**Work to complete**
Your task is to quote the records from their first line through the line containing "negative clicks: (230, 149) (228, 163)", with nothing added or left out.

========================================

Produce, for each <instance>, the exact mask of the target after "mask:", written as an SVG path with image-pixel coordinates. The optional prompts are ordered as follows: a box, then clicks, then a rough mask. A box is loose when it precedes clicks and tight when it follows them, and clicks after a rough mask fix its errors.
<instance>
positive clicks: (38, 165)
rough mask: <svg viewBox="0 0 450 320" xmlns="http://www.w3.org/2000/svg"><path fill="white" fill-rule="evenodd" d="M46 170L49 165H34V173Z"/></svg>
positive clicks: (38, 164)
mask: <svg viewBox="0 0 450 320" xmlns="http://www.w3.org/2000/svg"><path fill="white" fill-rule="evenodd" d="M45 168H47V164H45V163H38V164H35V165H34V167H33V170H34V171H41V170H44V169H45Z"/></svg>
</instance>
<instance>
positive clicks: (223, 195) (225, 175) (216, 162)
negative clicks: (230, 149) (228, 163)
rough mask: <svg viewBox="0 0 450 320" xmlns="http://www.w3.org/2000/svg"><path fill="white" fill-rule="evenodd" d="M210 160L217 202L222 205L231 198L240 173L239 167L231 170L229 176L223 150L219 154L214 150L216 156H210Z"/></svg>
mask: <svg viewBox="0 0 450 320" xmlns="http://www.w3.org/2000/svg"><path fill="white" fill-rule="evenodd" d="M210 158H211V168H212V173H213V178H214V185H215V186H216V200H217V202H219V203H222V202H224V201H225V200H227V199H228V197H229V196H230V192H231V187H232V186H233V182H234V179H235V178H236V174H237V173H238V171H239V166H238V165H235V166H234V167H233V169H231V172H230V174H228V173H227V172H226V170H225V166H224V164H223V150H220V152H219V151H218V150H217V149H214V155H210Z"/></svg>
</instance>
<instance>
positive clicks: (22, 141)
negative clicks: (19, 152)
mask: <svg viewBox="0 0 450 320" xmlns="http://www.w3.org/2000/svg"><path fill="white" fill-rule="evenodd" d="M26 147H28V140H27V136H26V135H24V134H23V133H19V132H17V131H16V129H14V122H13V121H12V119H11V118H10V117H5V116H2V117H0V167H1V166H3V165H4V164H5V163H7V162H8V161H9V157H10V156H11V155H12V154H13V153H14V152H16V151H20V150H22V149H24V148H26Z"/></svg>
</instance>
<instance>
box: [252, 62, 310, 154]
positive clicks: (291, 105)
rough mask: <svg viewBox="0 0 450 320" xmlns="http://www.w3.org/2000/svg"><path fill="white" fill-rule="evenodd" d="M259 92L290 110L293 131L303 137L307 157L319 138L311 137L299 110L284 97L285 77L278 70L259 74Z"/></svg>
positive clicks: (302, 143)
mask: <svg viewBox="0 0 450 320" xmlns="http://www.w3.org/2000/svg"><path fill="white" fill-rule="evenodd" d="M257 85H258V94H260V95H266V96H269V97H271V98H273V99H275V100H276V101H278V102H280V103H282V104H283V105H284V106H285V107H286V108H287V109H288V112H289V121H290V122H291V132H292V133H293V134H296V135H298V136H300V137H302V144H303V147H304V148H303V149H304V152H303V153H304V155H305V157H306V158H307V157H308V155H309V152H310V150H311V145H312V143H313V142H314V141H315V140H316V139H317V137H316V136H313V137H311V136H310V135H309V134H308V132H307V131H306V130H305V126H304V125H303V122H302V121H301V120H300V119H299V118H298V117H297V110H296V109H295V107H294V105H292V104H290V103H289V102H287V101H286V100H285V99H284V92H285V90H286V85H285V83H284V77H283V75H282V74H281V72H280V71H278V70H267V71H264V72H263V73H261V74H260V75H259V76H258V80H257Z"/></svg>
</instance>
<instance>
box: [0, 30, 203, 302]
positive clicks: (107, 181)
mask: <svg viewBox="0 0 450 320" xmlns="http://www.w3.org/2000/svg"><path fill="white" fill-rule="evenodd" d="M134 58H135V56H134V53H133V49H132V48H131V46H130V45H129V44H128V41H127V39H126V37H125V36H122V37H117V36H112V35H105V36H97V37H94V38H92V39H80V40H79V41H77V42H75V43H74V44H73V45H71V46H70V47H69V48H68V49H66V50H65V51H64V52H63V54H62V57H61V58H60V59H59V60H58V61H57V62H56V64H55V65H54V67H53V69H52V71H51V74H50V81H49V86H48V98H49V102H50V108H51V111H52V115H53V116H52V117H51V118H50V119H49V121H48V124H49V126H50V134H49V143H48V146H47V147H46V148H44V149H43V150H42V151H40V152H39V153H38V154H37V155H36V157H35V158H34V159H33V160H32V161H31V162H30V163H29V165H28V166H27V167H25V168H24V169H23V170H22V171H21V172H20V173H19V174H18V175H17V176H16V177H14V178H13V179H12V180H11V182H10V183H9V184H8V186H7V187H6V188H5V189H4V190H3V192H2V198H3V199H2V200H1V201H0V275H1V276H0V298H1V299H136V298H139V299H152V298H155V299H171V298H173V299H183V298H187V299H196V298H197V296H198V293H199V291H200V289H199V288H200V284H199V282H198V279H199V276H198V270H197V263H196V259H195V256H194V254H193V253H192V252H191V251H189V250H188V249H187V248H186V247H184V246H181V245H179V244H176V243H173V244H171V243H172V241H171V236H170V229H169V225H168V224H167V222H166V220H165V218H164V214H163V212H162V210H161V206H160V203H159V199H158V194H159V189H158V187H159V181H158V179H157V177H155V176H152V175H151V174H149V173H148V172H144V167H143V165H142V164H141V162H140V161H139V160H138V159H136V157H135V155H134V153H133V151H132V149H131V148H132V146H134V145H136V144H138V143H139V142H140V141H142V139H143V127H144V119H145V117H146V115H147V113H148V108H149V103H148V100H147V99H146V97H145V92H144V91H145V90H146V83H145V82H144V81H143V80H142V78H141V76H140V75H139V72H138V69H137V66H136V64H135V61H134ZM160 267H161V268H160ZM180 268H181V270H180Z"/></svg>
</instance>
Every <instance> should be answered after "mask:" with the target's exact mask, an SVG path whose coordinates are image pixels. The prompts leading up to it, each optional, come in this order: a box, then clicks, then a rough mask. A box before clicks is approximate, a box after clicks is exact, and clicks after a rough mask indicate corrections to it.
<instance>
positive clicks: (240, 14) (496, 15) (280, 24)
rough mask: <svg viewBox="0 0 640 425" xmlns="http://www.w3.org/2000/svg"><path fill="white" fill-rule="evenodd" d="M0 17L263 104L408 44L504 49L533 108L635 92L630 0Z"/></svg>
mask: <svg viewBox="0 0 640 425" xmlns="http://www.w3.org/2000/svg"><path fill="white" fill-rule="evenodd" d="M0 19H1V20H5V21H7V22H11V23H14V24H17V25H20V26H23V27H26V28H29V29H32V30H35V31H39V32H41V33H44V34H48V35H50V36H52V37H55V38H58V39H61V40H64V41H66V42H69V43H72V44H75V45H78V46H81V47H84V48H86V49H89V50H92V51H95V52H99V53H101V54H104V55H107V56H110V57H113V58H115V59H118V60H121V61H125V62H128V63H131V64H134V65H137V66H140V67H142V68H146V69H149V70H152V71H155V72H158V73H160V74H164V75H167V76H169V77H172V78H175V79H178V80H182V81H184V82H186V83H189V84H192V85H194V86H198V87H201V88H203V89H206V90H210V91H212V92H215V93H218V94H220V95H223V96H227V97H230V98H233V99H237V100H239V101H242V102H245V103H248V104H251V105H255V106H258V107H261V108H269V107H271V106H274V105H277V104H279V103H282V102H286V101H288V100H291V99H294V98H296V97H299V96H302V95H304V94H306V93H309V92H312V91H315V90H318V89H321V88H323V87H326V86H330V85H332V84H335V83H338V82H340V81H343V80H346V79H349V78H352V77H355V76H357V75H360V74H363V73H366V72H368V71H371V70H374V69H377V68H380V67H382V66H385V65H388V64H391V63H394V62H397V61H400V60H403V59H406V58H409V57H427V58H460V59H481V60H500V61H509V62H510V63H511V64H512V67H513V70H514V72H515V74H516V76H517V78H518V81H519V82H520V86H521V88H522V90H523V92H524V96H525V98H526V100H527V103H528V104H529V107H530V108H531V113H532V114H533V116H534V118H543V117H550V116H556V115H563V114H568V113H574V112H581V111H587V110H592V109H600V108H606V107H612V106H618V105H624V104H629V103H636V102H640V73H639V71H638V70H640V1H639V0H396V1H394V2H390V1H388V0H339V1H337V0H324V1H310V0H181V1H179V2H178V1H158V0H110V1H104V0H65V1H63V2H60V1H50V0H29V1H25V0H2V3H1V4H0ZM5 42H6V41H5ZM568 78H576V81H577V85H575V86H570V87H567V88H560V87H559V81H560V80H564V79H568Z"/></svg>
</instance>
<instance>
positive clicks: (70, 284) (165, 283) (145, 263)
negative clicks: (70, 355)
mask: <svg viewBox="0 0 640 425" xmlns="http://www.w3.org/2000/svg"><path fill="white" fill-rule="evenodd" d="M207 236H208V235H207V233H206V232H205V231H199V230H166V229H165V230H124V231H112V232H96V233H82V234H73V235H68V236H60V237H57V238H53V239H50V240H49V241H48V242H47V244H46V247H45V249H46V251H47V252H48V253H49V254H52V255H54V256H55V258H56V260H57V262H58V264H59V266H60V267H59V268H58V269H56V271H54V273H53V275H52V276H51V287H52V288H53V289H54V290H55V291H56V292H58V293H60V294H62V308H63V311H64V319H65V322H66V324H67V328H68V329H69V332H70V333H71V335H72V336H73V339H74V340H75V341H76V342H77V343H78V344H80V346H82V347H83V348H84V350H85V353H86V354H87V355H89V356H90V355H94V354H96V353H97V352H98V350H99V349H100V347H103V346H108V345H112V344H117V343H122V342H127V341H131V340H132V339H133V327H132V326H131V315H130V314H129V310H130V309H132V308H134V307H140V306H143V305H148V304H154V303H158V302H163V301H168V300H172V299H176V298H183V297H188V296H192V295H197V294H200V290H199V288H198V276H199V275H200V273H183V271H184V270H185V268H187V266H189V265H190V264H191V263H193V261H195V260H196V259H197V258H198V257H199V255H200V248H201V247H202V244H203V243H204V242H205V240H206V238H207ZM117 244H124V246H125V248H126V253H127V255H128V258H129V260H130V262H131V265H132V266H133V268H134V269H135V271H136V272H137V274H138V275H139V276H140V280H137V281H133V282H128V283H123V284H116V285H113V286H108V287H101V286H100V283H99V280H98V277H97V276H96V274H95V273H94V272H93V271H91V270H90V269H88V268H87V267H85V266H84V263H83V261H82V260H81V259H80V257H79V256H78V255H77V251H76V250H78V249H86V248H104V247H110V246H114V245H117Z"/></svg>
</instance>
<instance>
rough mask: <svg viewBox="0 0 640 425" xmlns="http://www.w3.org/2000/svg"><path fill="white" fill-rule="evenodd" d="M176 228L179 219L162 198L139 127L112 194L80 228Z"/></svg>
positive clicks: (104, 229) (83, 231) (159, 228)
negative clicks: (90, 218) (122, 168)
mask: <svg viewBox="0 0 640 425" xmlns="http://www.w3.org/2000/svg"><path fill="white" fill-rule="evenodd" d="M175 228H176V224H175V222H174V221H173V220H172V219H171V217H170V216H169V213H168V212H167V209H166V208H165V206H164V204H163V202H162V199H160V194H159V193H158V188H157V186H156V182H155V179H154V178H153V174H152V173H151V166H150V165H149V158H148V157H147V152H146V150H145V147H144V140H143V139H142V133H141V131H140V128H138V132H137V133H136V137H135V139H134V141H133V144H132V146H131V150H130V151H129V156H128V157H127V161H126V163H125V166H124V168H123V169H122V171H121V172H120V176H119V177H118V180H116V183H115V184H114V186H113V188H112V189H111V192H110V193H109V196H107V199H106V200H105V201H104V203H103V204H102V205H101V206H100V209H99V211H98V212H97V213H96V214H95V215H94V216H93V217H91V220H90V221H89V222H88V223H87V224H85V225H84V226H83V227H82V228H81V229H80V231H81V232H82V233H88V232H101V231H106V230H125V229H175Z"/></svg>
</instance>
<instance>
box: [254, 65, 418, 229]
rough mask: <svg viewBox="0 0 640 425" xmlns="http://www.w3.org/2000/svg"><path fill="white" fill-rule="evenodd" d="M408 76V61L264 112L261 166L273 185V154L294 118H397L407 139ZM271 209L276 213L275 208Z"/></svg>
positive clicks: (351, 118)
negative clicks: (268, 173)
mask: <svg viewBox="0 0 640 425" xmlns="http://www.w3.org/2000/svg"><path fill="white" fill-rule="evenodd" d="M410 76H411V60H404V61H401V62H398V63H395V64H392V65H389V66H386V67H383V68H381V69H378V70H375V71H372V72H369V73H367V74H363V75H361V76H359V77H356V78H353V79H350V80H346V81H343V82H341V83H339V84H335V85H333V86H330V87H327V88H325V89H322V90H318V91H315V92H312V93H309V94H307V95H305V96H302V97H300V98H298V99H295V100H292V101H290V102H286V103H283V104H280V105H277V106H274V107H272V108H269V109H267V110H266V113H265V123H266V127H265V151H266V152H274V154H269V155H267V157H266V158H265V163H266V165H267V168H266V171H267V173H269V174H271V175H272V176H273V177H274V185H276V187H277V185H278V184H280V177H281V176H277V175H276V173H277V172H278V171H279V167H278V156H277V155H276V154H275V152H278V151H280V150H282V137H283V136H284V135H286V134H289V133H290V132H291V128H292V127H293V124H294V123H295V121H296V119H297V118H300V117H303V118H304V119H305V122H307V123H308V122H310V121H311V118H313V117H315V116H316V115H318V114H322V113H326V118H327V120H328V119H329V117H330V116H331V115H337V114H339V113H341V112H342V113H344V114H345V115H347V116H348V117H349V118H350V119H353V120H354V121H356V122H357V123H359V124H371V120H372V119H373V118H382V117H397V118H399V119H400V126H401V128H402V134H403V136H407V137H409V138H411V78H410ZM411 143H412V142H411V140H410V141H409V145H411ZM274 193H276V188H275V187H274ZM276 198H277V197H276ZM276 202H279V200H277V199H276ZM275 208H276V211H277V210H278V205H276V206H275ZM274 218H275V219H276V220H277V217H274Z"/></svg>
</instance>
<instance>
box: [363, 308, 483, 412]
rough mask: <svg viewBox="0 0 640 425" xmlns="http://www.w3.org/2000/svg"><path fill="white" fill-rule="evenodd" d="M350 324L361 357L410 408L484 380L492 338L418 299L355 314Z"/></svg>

========================================

**Result below**
Produce, for each <instance>, the exact mask of the target after "mask:", written as an SVG path with image-pixel coordinates. The optional prompts are ordered as follows: a box, then clicks, then a rough mask. A box is loose when it precedes clicks and tight when it follows them, and clicks after a rough mask fix its errors.
<instance>
positive clicks: (38, 165)
rough mask: <svg viewBox="0 0 450 320" xmlns="http://www.w3.org/2000/svg"><path fill="white" fill-rule="evenodd" d="M46 170L49 165H34V173Z"/></svg>
positive clicks: (38, 164)
mask: <svg viewBox="0 0 450 320" xmlns="http://www.w3.org/2000/svg"><path fill="white" fill-rule="evenodd" d="M45 168H47V164H45V163H38V164H35V165H34V167H33V170H34V171H41V170H44V169H45Z"/></svg>
</instance>
<instance>
positive clicks: (223, 195) (225, 175) (216, 162)
negative clicks: (230, 149) (228, 163)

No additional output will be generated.